DOCUMENT EXTRACT section start

The Finland women's national bandy team (Suomen naisten jääpallomaajoukkue, Finlands damlandslag i bandy) represents Finland in the Women's Bandy World Championship and other international bandy competitions. It is governed by the Finnish Bandy Association, a member of the Federation of International Bandy (FIB).

==History==

The first recorded international match between women's bandy teams from Sweden and Finland took place in Helsinki, Finland in 1935 at the Helsingfors Ice Stadium, where a portion of the match was captured by British Pathé.

The next documented international friendly match played by the Finnish national team was held in Kemi in 1980 and ended in a Swedish victory, with a final score of 3–14.

DOCUMENT EXTRACT section end
GIVEN INFORMATION section start

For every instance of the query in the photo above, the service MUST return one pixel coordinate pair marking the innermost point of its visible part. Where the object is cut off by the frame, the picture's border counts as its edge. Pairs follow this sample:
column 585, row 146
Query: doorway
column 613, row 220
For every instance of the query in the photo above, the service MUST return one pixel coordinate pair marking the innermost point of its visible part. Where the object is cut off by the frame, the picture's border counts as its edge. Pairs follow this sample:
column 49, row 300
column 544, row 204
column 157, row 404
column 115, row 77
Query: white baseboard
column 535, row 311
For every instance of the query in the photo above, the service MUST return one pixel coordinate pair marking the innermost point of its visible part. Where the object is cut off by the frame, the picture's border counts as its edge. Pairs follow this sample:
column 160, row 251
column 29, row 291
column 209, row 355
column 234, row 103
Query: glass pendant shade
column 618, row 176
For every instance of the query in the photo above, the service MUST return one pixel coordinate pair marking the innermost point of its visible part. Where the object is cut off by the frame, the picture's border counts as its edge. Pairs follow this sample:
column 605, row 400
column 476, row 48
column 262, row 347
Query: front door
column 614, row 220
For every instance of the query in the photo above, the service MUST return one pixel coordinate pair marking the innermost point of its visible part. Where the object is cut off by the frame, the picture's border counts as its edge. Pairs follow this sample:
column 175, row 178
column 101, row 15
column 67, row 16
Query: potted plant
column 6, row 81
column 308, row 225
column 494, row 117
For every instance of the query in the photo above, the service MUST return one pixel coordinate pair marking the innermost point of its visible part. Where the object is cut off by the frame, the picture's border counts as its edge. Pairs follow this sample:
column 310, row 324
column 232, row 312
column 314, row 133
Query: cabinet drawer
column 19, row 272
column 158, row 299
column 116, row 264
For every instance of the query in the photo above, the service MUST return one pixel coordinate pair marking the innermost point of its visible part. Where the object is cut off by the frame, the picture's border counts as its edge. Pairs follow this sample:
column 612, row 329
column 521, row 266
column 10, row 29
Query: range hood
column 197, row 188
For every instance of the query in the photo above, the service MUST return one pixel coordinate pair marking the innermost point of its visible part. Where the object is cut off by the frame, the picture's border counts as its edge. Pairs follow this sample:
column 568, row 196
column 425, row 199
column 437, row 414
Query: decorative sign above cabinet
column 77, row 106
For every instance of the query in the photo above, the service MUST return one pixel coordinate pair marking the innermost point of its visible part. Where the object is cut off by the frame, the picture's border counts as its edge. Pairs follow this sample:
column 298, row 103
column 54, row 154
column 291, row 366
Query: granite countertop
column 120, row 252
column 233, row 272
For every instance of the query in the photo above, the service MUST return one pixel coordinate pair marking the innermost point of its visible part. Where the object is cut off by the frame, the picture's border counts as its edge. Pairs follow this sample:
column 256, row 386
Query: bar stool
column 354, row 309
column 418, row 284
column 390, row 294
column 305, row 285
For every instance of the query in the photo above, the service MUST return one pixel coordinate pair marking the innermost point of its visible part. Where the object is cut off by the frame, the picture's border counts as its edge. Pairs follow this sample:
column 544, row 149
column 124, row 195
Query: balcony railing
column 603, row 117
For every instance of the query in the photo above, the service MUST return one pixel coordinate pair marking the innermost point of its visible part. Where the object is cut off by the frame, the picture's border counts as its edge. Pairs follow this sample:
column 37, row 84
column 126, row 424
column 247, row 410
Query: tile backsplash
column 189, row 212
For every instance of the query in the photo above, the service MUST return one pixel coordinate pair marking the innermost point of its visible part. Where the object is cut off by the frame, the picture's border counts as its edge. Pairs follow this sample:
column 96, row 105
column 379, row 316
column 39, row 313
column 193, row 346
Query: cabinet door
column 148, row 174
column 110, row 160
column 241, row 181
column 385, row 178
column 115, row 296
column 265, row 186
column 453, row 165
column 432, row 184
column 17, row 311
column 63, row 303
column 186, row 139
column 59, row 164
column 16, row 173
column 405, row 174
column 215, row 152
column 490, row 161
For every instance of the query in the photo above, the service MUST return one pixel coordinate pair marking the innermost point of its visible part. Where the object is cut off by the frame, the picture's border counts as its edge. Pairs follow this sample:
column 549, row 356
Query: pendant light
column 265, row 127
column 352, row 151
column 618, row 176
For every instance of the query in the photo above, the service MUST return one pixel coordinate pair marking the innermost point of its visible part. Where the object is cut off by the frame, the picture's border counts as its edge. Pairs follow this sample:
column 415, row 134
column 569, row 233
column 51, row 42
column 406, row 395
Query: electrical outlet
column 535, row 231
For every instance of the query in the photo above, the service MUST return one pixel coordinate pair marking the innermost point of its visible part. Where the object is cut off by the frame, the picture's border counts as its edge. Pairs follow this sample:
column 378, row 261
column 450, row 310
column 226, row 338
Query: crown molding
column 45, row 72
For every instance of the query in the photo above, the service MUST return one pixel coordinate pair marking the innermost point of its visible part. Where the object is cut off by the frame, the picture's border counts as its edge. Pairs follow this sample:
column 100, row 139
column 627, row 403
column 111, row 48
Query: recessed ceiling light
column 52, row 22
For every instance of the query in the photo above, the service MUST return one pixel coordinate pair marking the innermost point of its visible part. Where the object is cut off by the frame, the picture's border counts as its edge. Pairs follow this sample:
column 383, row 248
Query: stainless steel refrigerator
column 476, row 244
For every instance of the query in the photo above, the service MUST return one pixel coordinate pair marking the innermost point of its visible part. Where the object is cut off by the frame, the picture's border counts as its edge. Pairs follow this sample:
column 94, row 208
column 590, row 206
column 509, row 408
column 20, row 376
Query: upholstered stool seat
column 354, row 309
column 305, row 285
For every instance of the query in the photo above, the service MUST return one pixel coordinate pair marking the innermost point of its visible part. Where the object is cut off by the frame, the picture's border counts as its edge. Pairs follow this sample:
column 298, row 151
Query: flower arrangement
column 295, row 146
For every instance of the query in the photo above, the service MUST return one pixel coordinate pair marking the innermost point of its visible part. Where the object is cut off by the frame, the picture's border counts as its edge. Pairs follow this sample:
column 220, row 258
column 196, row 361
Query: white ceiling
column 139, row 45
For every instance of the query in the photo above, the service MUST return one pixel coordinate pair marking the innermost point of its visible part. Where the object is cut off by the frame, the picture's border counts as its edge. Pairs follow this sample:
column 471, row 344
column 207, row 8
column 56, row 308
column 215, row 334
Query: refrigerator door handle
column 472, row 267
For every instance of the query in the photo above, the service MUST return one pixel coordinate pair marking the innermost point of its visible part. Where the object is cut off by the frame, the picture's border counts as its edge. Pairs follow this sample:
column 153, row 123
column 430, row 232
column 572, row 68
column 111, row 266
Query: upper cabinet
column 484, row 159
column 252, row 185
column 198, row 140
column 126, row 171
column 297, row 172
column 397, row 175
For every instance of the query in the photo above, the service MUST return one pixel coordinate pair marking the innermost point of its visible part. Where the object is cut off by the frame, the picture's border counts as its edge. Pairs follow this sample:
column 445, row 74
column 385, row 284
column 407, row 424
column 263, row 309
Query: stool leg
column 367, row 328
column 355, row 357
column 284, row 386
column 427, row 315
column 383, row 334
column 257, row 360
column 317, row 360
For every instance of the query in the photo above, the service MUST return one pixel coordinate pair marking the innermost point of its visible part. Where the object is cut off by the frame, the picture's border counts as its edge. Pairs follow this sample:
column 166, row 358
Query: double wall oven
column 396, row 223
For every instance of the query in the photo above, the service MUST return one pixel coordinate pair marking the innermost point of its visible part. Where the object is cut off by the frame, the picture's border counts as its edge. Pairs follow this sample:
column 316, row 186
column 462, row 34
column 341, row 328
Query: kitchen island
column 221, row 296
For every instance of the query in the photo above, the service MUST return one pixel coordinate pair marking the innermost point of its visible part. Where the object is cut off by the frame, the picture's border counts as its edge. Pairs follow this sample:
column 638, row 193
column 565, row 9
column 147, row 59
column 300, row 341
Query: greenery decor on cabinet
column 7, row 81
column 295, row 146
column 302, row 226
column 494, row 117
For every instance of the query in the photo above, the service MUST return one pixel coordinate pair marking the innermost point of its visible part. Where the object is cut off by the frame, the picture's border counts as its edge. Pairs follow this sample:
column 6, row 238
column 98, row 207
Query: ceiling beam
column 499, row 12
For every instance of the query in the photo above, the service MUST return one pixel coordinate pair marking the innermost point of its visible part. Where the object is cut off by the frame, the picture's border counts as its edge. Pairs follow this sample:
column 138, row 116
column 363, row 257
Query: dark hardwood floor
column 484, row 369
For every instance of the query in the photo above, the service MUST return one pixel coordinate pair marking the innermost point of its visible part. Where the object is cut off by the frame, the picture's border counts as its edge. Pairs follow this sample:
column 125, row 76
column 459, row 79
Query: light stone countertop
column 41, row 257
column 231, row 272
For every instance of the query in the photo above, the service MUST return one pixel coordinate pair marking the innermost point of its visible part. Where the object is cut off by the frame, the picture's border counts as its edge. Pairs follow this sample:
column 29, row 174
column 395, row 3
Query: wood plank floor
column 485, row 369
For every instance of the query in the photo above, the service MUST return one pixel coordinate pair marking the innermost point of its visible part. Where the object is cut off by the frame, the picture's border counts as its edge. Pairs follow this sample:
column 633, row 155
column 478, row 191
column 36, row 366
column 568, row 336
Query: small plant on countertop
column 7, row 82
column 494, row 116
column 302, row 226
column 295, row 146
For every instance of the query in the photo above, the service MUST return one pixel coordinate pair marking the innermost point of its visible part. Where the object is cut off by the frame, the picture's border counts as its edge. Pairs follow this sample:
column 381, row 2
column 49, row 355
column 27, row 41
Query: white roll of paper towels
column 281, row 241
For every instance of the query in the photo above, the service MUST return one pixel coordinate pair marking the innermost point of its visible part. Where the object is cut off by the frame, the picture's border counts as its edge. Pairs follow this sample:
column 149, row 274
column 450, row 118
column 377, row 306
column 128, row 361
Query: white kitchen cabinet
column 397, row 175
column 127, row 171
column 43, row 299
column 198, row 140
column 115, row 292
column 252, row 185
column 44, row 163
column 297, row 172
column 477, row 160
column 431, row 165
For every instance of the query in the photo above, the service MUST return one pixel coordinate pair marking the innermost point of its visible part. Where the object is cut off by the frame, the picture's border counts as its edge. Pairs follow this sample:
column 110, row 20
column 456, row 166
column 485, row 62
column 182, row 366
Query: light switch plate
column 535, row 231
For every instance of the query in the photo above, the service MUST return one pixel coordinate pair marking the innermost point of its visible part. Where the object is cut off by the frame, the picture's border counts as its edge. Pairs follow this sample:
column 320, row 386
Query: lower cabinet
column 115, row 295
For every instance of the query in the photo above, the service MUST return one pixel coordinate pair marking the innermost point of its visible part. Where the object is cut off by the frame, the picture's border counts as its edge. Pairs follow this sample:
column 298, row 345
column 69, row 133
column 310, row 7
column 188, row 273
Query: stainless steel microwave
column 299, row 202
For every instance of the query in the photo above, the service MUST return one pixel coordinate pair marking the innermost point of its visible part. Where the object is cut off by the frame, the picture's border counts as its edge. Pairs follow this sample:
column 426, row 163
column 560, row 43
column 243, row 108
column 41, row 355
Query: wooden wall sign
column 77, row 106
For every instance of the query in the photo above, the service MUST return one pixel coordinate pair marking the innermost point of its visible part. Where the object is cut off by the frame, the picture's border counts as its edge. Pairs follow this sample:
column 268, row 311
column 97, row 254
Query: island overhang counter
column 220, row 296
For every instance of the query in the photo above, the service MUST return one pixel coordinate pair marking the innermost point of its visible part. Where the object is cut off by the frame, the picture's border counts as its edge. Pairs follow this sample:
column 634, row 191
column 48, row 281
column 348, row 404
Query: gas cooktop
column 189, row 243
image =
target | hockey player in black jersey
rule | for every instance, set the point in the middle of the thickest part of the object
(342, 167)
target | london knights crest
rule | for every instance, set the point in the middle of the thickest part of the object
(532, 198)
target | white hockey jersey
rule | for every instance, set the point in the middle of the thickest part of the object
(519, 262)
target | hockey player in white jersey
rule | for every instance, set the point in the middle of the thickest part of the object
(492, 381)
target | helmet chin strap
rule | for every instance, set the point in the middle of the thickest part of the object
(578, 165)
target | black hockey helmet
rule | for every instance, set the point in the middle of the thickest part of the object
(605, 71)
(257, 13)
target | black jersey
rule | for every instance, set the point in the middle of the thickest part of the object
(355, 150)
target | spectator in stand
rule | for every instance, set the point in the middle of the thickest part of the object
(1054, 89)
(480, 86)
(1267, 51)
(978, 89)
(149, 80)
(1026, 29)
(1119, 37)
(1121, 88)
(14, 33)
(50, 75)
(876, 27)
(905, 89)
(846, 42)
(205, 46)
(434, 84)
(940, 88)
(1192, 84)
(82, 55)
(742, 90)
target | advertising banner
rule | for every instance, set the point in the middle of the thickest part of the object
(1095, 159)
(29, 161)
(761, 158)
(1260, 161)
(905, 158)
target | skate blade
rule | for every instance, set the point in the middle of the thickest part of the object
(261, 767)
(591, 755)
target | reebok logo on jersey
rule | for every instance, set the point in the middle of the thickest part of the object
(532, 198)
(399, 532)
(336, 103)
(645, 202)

GIVEN INFORMATION section end

__HOW TO COMPLETE THIS TASK__: According to the text on the Finland women's national bandy team, in which city was the 1980 international friendly match held? The items are not required for what follows.

__ANSWER FOR THE TASK__: Kemi